**Task details**: Write out the listing below word for word.

**Data to process**:

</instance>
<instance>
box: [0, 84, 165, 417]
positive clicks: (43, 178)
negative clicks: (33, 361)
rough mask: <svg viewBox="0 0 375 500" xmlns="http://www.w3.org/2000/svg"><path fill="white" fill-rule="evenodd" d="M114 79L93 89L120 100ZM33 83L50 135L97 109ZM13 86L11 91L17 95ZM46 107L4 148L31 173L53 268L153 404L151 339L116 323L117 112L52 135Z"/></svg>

**Task output**:
</instance>
<instance>
box: [0, 84, 165, 417]
positive clicks: (43, 178)
negative clicks: (33, 361)
rough mask: <svg viewBox="0 0 375 500" xmlns="http://www.w3.org/2000/svg"><path fill="white" fill-rule="evenodd" d="M114 79L93 89L120 100ZM33 83L50 135L97 109ZM13 86L11 91L17 95ZM46 107L4 148L31 173L53 268L153 404L151 339L116 323L117 112L52 135Z"/></svg>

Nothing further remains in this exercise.